*** Information provided Section Begins ***
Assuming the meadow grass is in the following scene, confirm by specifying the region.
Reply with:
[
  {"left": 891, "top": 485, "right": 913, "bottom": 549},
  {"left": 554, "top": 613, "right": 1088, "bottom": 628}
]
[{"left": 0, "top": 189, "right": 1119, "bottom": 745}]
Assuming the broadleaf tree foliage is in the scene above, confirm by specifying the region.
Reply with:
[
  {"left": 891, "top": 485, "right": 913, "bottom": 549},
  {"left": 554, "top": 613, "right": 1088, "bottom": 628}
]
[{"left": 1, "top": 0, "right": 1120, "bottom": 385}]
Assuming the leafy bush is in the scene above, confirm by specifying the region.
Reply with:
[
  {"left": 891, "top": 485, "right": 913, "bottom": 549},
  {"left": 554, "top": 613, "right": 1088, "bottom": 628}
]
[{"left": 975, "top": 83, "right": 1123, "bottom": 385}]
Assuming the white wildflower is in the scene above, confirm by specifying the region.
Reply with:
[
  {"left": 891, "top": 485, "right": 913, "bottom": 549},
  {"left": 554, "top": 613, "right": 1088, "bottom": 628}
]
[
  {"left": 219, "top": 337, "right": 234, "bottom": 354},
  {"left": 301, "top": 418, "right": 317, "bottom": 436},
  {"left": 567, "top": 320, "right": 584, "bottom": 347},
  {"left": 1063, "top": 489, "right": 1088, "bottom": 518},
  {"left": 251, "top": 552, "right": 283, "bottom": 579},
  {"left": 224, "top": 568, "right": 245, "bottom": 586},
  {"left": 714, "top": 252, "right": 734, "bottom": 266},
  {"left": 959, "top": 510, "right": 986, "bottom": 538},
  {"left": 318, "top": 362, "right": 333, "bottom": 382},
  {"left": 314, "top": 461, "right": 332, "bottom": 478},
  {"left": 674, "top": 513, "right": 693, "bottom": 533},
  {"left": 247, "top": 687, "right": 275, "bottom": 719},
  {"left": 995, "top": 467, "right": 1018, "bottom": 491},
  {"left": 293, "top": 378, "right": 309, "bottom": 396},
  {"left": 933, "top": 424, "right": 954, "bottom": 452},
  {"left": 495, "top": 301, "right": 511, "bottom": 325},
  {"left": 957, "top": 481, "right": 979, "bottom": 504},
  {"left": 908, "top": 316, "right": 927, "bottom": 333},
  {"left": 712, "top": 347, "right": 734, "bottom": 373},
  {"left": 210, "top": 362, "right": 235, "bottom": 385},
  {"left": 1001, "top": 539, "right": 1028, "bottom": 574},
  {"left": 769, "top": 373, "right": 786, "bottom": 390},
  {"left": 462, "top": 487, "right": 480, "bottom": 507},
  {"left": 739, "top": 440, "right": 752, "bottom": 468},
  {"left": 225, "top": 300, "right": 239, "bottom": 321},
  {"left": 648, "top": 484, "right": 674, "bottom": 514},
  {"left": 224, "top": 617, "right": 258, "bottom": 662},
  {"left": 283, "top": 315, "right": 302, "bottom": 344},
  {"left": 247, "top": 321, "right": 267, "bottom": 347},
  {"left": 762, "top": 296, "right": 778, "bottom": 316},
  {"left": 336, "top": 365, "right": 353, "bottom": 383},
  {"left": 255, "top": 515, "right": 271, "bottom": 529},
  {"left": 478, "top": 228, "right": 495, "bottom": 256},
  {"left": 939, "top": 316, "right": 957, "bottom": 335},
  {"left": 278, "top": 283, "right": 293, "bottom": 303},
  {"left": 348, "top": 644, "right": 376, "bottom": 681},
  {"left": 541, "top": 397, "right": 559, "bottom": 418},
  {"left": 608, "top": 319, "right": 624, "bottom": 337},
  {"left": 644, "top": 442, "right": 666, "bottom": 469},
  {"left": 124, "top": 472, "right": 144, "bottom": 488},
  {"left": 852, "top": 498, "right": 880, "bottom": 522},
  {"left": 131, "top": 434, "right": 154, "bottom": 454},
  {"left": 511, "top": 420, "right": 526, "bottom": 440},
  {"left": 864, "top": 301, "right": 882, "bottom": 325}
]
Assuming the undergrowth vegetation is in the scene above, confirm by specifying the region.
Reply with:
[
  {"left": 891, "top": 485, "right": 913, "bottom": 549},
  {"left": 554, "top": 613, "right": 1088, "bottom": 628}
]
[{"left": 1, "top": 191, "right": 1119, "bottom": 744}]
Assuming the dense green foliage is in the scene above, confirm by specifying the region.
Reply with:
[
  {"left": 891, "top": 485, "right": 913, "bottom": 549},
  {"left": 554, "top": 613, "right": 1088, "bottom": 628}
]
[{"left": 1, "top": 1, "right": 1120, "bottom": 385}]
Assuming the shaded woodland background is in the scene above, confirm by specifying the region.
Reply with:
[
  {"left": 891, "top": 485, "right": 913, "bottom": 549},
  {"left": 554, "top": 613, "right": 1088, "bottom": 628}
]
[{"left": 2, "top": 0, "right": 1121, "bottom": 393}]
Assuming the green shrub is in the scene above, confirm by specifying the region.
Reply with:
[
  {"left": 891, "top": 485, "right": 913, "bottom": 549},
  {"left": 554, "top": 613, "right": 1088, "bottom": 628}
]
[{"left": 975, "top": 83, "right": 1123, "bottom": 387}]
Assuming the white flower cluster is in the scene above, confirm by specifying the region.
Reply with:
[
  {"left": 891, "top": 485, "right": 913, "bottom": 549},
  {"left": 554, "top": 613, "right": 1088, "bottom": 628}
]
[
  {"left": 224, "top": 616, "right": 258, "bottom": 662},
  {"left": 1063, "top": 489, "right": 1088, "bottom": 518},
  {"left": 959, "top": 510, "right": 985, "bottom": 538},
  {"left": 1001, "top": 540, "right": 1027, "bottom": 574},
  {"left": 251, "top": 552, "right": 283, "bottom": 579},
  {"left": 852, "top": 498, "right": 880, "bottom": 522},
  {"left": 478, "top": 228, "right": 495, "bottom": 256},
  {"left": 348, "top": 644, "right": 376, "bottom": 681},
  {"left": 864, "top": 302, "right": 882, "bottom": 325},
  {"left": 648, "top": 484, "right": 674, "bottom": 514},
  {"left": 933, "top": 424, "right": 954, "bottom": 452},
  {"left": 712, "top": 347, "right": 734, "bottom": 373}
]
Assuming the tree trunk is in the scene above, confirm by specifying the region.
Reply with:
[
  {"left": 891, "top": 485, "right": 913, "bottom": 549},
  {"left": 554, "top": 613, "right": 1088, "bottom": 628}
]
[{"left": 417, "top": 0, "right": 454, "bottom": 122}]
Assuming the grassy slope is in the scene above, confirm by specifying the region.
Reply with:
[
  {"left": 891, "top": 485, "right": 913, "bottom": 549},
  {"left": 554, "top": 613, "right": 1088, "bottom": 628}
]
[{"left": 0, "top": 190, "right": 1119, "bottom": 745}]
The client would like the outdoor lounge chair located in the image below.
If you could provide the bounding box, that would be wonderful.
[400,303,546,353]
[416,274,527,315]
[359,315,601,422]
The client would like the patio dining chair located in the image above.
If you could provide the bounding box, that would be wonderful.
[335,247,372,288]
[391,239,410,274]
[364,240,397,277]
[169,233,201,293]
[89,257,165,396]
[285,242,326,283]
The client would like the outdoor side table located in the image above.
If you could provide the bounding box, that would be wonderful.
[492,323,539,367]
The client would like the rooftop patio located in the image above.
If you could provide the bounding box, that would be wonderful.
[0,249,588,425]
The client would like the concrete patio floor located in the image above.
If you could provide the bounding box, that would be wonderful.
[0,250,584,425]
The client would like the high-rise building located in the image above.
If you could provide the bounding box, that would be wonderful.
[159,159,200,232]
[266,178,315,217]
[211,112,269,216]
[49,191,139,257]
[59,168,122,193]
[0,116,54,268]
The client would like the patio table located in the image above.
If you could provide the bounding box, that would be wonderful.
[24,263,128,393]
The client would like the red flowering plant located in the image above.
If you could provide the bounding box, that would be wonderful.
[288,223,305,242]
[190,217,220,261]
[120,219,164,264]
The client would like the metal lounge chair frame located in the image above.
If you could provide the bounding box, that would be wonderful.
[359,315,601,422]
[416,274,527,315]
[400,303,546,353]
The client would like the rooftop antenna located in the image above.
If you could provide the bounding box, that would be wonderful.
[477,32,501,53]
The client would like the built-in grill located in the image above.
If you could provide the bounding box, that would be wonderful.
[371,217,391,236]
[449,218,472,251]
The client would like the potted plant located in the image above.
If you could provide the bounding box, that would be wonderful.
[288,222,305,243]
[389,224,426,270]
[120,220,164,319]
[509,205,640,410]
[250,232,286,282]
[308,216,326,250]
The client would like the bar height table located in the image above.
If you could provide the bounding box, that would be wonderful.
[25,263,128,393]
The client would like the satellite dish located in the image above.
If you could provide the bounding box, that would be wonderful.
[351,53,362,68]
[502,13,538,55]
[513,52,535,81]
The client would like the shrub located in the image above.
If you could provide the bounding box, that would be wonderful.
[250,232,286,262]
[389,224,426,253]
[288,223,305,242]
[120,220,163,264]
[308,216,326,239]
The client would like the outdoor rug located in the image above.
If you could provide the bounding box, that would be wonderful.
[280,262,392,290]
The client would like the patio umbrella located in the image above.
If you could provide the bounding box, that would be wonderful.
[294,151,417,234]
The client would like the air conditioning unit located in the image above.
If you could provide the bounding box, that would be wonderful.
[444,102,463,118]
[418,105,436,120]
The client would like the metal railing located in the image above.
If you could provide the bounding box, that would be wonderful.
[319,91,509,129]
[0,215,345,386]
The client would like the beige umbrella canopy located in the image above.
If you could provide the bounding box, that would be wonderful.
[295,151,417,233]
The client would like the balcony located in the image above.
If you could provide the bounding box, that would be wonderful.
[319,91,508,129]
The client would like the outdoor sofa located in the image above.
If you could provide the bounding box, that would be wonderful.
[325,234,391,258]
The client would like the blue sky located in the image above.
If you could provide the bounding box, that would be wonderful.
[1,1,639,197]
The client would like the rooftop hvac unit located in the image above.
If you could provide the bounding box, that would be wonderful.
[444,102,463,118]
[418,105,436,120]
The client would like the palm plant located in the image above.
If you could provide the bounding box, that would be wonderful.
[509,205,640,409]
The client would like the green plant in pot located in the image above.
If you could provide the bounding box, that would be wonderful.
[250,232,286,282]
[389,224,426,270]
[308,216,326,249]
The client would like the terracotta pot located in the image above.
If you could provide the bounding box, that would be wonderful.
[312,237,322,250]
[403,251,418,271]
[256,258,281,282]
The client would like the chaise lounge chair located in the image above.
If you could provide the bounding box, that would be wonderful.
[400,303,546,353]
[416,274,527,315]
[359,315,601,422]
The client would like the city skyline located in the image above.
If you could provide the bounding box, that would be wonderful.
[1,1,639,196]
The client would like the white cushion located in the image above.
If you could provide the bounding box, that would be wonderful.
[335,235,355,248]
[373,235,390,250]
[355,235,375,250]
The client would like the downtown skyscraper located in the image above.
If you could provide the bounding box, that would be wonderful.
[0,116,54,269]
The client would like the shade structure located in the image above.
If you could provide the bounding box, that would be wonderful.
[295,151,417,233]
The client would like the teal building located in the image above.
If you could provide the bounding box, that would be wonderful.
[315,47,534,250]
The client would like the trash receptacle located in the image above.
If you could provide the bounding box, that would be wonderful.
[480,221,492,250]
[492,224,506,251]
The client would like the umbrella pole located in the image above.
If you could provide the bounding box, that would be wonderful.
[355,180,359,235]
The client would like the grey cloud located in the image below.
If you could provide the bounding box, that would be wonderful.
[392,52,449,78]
*** Information provided Section Ends ***
• Task goal: All lines above between those holding "The client would like the terracotta" and "The client would like the umbrella", inclusive, must be set down unchanged, and no other line may be included.

• Task answer:
The client would like the terracotta pot located in the image above.
If you could provide the bounding box, that would be wonderful.
[312,237,322,250]
[403,251,418,271]
[256,258,281,282]
The client would like the chaise lounge chair located in the image above.
If you could provide the bounding box, that would be wonderful.
[400,303,546,353]
[416,274,527,315]
[359,315,601,422]
The client would like the city skyline located in the image above.
If you could provide the bounding box, that would be wonderful.
[1,1,639,196]
The client would like the white cushion located in the image above.
If you could provide the bounding box, that would be wonderful.
[335,235,355,248]
[373,235,390,250]
[355,235,375,250]
The client would like the downtown skyscraper located in the image above.
If you could provide the bounding box, that would be wonderful.
[0,116,54,269]
The client would like the shade structure located in the image above.
If you could provide the bounding box, that would be wonderful.
[295,151,417,233]
The client would like the teal building located in the image above.
If you could provide the bounding box, that would be wonderful.
[315,47,534,250]
The client would like the trash receptacle located in the image above.
If you could provide the bounding box, that would be wonderful.
[480,221,492,250]
[492,224,506,251]
The client would like the umbrella pole located in the image above.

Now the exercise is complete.